Records from a point labeling set
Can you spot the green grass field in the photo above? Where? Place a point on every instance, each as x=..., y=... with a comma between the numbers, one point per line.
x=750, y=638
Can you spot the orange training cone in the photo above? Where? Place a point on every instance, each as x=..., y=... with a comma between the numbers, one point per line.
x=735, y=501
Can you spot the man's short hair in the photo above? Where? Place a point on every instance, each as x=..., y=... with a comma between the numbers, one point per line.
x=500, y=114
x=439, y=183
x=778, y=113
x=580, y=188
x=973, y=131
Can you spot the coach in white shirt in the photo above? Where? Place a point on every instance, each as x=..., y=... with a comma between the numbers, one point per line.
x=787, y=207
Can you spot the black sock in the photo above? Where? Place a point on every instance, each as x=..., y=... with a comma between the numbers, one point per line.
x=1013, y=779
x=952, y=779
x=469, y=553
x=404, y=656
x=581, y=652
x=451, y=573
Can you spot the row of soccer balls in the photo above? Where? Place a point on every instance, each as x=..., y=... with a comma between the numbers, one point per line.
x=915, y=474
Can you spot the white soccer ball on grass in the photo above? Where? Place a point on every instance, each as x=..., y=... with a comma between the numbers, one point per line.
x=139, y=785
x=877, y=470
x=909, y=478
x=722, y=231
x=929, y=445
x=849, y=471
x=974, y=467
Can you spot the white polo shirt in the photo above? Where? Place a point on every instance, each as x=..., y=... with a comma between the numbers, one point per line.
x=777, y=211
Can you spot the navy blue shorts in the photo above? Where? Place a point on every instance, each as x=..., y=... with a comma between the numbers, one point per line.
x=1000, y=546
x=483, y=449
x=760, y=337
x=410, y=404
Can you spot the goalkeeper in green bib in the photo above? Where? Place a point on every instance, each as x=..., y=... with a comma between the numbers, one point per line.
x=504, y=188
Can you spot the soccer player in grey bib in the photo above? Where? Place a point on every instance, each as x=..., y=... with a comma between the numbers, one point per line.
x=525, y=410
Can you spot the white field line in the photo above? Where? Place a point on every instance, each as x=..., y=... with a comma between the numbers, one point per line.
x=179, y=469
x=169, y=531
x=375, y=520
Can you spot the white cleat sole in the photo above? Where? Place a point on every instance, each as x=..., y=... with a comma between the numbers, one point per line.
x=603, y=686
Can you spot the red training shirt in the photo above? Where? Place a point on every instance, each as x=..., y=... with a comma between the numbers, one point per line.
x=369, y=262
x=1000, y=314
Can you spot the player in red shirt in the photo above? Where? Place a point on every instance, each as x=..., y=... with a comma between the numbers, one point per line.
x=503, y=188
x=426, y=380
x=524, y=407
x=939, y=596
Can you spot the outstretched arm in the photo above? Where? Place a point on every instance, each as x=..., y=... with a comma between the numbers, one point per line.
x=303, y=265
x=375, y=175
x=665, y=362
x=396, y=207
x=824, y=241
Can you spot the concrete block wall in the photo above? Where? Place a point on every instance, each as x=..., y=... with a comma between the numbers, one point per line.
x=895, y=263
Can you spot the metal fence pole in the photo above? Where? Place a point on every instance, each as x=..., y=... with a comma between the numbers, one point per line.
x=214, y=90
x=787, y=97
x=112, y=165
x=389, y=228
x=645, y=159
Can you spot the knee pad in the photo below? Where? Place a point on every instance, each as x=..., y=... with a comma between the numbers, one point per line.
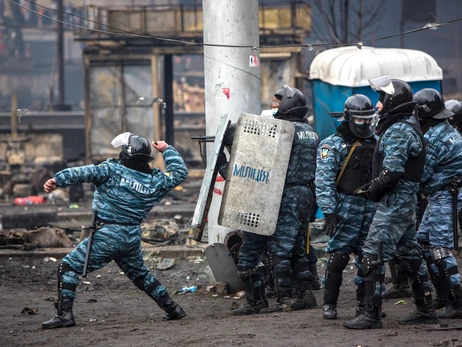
x=139, y=282
x=411, y=267
x=62, y=269
x=338, y=262
x=439, y=253
x=302, y=270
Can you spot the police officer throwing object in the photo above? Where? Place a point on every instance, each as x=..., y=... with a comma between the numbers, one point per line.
x=344, y=164
x=443, y=168
x=126, y=190
x=286, y=246
x=398, y=164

▶ [Given problem] Reproduce all of the material above verbatim, leaving out the pictures.

▶ [Completed exercise]
Can you spot the green grass field in the photo above? Where? Place a point on every instance, each as x=..., y=... with a comma between the numbers, one point per line.
x=750, y=638
Can you spot the orange training cone in the photo above? Where? Place a point on every instance, each as x=..., y=... with a comma between the numbers, one point per line.
x=735, y=501
Can you spot the man's short hair in the photo above? Where? Place a point on every instance, each as x=..., y=... with a comma between the numbers, one point per line.
x=500, y=114
x=439, y=183
x=778, y=113
x=580, y=188
x=973, y=131
Can you spot the coach in white shirt in the photo above? Where? Place a point on every instance, each as x=..., y=... with a comma between the numbers, one point per line.
x=787, y=207
Can you spot the black sock in the photo above? Where? Place a point on every instance, each as x=..., y=... with a comma between the numbers, one point per line.
x=1013, y=779
x=952, y=779
x=469, y=553
x=404, y=656
x=581, y=652
x=451, y=573
Can you spot the row of soccer balls in the photo above? Where? Place a point on every instance, each as x=..., y=... with a comma between the numbers, one point per line.
x=915, y=474
Can you spot the white soccer ball on grass in the photo above? Where? Place a point on every instance, each as x=..., y=... with a comma between the numbers, one point per line.
x=139, y=785
x=877, y=470
x=909, y=478
x=722, y=231
x=929, y=445
x=849, y=471
x=974, y=467
Can you spot the white polo shirt in the photo above? Where? Place a point on every instance, each as x=..., y=... with a comma between the numbers, one point per line.
x=777, y=211
Can you spot the navy blue shorts in the photo above? Where? Place a point on every instance, each as x=..., y=... with a comma between the numbers, one point per line.
x=1000, y=546
x=483, y=449
x=760, y=337
x=410, y=404
Can you spot the goalkeeper in green bib in the photo above? Where? Place a point on every instance, each as x=..., y=... with a comma between the numbers, one point per line.
x=504, y=188
Can you spot the soccer player in grey bib in the photo above? Where? Place a point on every instance, each as x=..., y=... with a comma between the numbers, one point per line.
x=525, y=410
Can you spot the white field line in the photo above? Where? Place a point on every instance, each as x=..., y=... with a comma between the numbers, one point per line.
x=179, y=469
x=169, y=531
x=375, y=520
Can you spot the white cleat sole in the photo above? Where? Place a point on every instance, each as x=..., y=... with a comma between the numbers, one point per line.
x=603, y=686
Can you spot the red training shirt in the photo above? Where? Place a point on every instance, each as x=..., y=... with a comma between the numbers, one point per line.
x=369, y=262
x=1000, y=314
Can you spot the player in red shirt in the photo above? Where? Place a point on every instance, each as x=..., y=... with a comma between the numbers, one point per line.
x=503, y=188
x=426, y=380
x=524, y=407
x=939, y=596
Can you spot the outstretched arm in the photo above? Where? Place a point on every instance, each as x=..., y=... with a comma between the numbers, one point per line.
x=303, y=265
x=375, y=175
x=665, y=362
x=396, y=207
x=824, y=241
Can you spot the concrete block wall in the photo above? Where? Place a point on every instance, each as x=..., y=... with a comma between the numbers, one point per line.
x=895, y=263
Can you spot the metal fence pole in the photo above? Where? Place a point on every instance, each as x=..., y=... with a comma between the numbers, one point per line.
x=214, y=90
x=787, y=97
x=112, y=165
x=389, y=228
x=645, y=159
Can you spot the knee pad in the photo below? Where? Place a point on every instance, each as x=..., y=... with a comma between the numbers, one point per line.
x=139, y=282
x=411, y=267
x=62, y=269
x=338, y=262
x=439, y=253
x=302, y=270
Can you spot the police officer throwing object in the photo above? Where? Place a point on every instance, each as x=..., y=... with a comma between the numbers, one point per line.
x=344, y=164
x=443, y=168
x=126, y=190
x=286, y=246
x=398, y=164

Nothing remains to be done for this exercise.